TRECHO SELECIONADO:

+ + + + +

A inédita experiência de vida pessoal e profissional de um jovem médico no exterior: a especialização em Gastroenterologia Pediátrica em Buenos Aires (2)


A chegada a Buenos Aires e a busca por uma nova moradia




Ao chegarmos a Buenos Aires, em meados de janeiro de 1973, nos instalamos no Hotel Diplomat, localizado na “Calle San Martin”, uma rua paralela à “Calle Florida” (Figura 1).
Figura 1 - Localização do Hotel Diplomat tomando-se como referência a Calle Florida.


O hotel havia sido indicado por um amigo brasileiro porque seu dono, Sr. Alejandro, era casado com uma brasileira cunhada deste meu amigo. Trata-se de um hotel bastante modesto, ainda está em atividade, porém decente e que atendia perfeitamente nossas necessidades momentâneas, já que pretendíamos rapidamente alugar um apartamento para nos instalarmos definitivamente. Não contávamos, entretanto, com as enormes dificuldades para conseguir alugar um imóvel naquela época em Buenos Aires. Uma cidade tão grande, uma verdadeira metrópole, porém com oferta mínima de moradias para alugar. Ficamos sabendo que há muito tempo não havia novas construções na cidade e que o sistema habitacional funcionava muito bem, portanto, não havia demanda para locação de imóveis, posto que o crescimento demográfico na Argentina fosse muito pequeno. O sonho de possuir a casa própria havia se tornado realidade desde o governo de Perón na década de 1950. Buscávamos insistentemente todos os dias nos classificados de “El Clarin” apartamentos para alugar e praticamente não encontrávamos nada que nos pudesse interessar. Além disso, estávamos sós, não conhecíamos ninguém, não havia a quem recorrer para nos auxiliar, oferecer alguma orientação como proceder, mas seguíamos buscando algo que atendesse nossos desejos. Finalmente, após dez dias de busca incessante encontramos um apartamento no bairro La Paternal, muito próximo ao bairro Once (região de comércio de atacado de confecções e varejo mais em conta), um local que em São Paulo equivaleria, à época, ao bairro do Bom Retiro (Figura 2).

+ + + + +

PERGUNTAS:
A: Transcreva do relato sobre a chegada a Buenos Aires o trecho que começa em "Ao chegarmos a" e termina em "a Calle Florida.".
B: Dê continuidade ao relato sobre a chegada a Buenos Aires e a busca por moradia a partir do ponto em que ele termina.
Os itens não são necessários para responder.

+ + + + +

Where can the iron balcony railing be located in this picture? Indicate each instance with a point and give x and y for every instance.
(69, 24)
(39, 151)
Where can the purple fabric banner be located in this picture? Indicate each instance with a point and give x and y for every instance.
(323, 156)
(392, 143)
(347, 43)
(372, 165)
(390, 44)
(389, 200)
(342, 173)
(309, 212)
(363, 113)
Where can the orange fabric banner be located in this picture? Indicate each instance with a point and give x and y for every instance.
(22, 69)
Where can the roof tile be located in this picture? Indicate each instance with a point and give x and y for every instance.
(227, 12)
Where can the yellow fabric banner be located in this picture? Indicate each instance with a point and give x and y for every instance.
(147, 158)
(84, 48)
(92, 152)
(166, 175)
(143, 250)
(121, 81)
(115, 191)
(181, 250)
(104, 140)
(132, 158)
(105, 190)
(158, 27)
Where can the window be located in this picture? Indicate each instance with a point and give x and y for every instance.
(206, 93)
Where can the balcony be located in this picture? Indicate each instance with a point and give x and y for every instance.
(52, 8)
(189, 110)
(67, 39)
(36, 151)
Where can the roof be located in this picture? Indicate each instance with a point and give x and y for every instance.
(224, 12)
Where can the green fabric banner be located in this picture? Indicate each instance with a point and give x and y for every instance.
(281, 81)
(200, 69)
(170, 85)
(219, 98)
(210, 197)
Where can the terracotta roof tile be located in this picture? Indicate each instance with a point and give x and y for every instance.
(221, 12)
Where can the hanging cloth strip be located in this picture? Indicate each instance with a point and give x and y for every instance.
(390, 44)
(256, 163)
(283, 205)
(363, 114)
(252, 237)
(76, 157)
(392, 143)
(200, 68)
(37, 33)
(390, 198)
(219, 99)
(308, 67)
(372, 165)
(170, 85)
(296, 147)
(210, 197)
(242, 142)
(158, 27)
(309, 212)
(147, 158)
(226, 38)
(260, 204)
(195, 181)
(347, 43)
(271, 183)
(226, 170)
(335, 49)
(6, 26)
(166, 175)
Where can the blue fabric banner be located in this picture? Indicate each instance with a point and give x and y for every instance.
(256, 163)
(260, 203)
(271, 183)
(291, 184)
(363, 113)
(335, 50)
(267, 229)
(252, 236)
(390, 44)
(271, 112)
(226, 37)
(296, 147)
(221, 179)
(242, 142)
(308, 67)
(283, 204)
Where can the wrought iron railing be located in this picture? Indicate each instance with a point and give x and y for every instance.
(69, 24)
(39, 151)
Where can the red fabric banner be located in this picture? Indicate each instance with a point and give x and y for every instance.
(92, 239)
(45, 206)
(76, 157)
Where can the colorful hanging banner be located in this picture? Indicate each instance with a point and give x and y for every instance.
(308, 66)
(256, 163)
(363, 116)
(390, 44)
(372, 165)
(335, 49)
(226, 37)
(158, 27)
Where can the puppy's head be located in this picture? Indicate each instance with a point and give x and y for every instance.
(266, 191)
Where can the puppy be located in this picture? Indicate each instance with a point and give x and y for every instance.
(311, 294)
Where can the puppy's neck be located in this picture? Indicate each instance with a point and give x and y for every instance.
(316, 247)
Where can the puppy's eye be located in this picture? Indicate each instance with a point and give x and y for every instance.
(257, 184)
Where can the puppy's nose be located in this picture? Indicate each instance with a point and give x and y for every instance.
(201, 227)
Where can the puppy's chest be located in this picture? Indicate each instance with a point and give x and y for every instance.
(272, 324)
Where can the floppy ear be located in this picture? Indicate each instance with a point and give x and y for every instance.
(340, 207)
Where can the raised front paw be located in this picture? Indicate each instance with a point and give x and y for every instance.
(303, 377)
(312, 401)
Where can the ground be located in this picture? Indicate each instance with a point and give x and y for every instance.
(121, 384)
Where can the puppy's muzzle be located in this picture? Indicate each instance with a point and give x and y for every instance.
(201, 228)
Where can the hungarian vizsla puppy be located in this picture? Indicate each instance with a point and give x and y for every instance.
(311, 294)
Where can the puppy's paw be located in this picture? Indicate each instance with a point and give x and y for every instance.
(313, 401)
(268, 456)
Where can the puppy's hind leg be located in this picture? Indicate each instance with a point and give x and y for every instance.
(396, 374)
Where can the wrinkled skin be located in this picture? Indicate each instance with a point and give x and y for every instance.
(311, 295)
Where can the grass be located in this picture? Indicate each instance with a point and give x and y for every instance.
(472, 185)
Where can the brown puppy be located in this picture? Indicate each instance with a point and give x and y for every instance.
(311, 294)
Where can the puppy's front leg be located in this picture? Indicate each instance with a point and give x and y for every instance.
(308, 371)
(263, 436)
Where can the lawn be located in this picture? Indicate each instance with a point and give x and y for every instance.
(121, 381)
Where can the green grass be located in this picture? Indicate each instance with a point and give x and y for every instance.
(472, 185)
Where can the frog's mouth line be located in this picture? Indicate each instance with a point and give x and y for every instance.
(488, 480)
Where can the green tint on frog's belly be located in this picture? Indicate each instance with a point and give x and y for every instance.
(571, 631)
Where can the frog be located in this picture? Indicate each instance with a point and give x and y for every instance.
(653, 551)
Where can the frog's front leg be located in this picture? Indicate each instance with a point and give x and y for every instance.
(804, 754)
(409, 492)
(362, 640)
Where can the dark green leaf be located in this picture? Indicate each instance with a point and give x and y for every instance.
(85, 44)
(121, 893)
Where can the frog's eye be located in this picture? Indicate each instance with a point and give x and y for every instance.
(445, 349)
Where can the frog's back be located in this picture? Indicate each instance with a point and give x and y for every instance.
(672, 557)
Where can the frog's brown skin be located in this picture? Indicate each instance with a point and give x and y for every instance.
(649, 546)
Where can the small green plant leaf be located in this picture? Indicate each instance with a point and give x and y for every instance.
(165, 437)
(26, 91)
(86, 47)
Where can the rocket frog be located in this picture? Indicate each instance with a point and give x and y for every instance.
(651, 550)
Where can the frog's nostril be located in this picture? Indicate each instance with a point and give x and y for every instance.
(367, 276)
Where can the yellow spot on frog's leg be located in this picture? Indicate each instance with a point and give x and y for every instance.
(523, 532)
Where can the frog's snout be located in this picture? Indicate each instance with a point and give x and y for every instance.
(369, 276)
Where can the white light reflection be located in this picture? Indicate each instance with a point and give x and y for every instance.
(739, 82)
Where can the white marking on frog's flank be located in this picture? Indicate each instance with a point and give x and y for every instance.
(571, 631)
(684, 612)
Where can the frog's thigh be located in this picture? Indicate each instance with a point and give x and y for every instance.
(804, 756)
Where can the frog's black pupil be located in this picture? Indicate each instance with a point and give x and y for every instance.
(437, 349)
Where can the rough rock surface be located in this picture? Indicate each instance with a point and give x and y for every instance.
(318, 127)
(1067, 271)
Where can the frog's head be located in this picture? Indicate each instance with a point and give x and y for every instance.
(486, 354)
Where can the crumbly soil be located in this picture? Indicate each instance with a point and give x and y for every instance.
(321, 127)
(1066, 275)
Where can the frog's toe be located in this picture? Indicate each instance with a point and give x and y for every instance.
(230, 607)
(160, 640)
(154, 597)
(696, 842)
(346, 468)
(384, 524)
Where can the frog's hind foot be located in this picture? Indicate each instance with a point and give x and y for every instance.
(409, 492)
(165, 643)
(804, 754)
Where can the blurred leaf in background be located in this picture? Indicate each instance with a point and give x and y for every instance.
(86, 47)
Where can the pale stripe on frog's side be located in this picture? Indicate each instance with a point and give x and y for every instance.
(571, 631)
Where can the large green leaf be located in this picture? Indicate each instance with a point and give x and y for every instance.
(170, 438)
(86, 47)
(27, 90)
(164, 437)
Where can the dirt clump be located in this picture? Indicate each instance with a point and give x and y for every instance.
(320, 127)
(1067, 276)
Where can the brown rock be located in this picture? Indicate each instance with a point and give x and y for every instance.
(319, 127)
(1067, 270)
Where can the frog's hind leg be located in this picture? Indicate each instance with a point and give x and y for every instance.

+ + + + +

RESPOSTAS:
A:
Ao chegarmos a Buenos Aires, em meados de janeiro de 1973, nos instalamos no Hotel Diplomat, localizado na “Calle San Martin”, uma rua paralela à “Calle Florida” (Figura 1).
Figura 1 - Localização do Hotel Diplomat tomando-se como referência a Calle Florida.

B:
Figura 2- Trajeto a ser percorrido desde a nossa casa até o centro comercial de Buenos-Aires representado pela Calle Florida.

Vencida esta etapa era preciso agora mobiliar minimamente o apartamento e isto foi feito com bastante agilidade, pois havia oferta de móveis e eletrodomésticos em grande quantidade e a preços razoáveis. Assim sendo, estávamos definitivamente instalados na nossa moradia portenha no seio da comunidade judaica, bem no centro geográfico de Buenos Aires, distante da “calle Florida”, em direção ao leste cerca de 6 km e do hospital onde iria trabalhar outros 12 km, em direção a oeste (Figura 3).

Figura 3-
Trajeto a ser percorrido desde a nossa casa até o Policlínico Alejandro Posadas, em Haedo, Província de Buenos-Aires.

Estava, a partir deste momento, pronto para iniciar meu trabalho no hospital Policlínico Alejandro Posadas (o nome do hospital é uma homenagem a um famoso médico argentino) (Figuras 4-5-6).
Figura 4- A família na sala de estar do nosso apartamento. O violão servia para matar as saudades de casa.


Figura 5- Desfrutando o fim do verão em Palermo com o filho de 1 ano de idade.


Figura 6- A visita da minha mãe depois de longa ausência.

O hospital Policlínico Alejandro Posadas e o começo das minhas atividades de especialização

O Policlínico Alejandro Posadas, ainda nos dias atuais, é um hospital público federal, localiza-se em Haedo, fora da capital federal, mas que faz parte da área da Grande Buenos Aires, a alguns poucos quilômetros depois de se cruzar a avenida General Paz em direção a oeste (esta avenida circunda a cidade de Buenos Aires e separa a capital federal da Província de Buenos Aires, cuja capital é La Plata). Está situado em uma ampla área de terreno cercado por um enorme gramado e um lindo bosque. Foi construído na década de 1950 para ser um sanatório para tratamento de tuberculose, mas nunca funcionou como tal, e somente foi aberto em 1970, para funcionar como um hospital geral, tendo aproximadamente 1000 leitos sendo 100 deles para Pediatria (Figuras 7-8-9-10-11).
Figura 7- Vista da entrada principal do Policlínico Alejandro Posadas.


Figura 8- Vista lateral do hospital mostrando o bloco da Pediatria.


Figura 9- Vista desde o andar da gastropediatria para a entrada principal do hospital e visão parcial da cidade de Haedo ao fundo.
Figura 10- Vista do jardim de entrada do hospital e visão parcial do centro da cidade de Haedo ao fundo.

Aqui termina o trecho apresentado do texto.